● GESTELLTE AUFGABE
Gib die Zeilen von der Zeile mit „of the potted“ bis einschließlich der Zeile mit „[[42, 42], [60, 45]]“ noch einmal wieder und ersetze darin „potted plant“ durch „houseplant“. Alles andere bleibt unverändert.

● ERFASSTE ANGABEN
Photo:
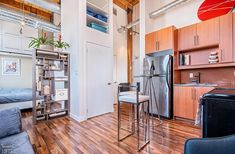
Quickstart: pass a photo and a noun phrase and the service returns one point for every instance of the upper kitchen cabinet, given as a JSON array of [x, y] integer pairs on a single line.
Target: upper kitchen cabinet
[[226, 35], [187, 37], [198, 35], [150, 42], [160, 40], [233, 37], [165, 38], [207, 33]]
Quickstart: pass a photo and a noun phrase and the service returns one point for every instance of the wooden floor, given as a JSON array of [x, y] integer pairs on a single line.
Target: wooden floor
[[99, 135]]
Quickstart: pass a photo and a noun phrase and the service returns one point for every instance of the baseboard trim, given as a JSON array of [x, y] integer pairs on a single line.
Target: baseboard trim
[[77, 118]]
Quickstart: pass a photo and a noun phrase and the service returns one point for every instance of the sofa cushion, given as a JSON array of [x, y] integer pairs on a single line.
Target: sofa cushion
[[10, 122], [18, 143]]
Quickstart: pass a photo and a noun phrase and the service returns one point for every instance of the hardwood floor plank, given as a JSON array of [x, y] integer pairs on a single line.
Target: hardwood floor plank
[[99, 136]]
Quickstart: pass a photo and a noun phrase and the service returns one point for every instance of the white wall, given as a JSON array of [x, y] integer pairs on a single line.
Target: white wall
[[136, 43], [77, 34], [180, 16], [22, 81], [120, 46]]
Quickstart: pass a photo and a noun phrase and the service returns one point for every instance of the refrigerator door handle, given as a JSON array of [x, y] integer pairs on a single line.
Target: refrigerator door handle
[[167, 73]]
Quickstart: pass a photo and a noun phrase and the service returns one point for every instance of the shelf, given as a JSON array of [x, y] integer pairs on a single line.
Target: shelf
[[205, 66], [97, 9], [58, 111], [200, 48], [46, 74], [52, 69], [91, 19]]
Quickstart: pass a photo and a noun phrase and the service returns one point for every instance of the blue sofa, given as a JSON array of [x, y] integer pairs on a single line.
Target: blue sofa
[[12, 138]]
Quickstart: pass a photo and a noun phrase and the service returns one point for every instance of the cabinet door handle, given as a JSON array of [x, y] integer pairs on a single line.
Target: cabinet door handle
[[197, 40], [221, 55], [192, 94], [195, 94]]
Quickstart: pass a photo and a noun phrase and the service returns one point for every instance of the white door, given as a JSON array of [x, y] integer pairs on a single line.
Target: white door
[[99, 80]]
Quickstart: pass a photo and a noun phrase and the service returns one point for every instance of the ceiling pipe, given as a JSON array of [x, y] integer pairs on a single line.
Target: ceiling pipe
[[53, 7], [166, 8], [17, 17], [130, 25]]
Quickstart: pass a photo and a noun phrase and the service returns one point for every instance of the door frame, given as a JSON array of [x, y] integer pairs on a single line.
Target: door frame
[[86, 74]]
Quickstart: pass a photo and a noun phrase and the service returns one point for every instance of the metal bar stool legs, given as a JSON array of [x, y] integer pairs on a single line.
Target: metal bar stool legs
[[149, 88], [140, 118]]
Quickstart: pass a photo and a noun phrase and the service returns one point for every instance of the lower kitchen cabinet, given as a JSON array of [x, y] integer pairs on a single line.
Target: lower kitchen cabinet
[[186, 101]]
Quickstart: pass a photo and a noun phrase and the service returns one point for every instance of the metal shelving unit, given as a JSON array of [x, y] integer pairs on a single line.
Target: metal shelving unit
[[51, 83]]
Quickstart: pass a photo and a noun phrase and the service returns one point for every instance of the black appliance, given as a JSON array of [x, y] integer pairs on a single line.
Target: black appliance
[[218, 115]]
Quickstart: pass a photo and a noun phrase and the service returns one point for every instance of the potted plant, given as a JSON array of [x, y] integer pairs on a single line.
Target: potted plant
[[42, 42], [60, 45]]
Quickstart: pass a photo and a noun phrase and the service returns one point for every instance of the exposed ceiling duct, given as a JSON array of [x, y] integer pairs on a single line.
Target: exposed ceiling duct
[[166, 8], [53, 7], [17, 17]]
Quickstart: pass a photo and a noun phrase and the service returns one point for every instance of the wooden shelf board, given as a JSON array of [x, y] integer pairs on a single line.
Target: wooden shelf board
[[200, 48], [205, 66], [91, 19], [58, 111], [97, 9]]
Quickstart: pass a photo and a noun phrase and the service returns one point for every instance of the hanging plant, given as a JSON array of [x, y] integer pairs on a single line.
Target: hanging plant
[[41, 41], [60, 44]]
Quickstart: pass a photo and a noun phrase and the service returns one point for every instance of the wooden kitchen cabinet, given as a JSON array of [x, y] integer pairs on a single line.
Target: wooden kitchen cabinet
[[150, 42], [186, 37], [233, 38], [160, 40], [203, 34], [207, 33], [186, 100], [165, 39], [199, 91], [226, 35], [183, 102]]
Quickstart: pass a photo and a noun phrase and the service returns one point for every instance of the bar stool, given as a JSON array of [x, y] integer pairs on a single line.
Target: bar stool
[[135, 99]]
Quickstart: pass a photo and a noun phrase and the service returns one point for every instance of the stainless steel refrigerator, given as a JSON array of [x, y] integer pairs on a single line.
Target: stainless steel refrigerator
[[163, 85]]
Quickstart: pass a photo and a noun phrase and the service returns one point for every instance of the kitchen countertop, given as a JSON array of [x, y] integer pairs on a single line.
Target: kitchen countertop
[[196, 85]]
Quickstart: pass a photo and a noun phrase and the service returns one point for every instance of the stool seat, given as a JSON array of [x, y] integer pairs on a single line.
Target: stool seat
[[132, 98], [129, 93]]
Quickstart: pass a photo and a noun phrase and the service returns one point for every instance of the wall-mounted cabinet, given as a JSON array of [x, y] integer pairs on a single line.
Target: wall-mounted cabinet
[[207, 33], [226, 38], [186, 37], [199, 35], [160, 40], [97, 15], [186, 101], [207, 44]]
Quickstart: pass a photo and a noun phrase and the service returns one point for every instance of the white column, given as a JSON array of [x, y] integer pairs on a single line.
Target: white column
[[142, 35], [72, 29]]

● ERGEBNIS DER AUFGABE
Quickstart: pass a photo and a noun phrase and the service returns one point for every instance of the houseplant, given as a JSON array of [x, y] integer pairs on a single line.
Target: houseplant
[[42, 42], [60, 45]]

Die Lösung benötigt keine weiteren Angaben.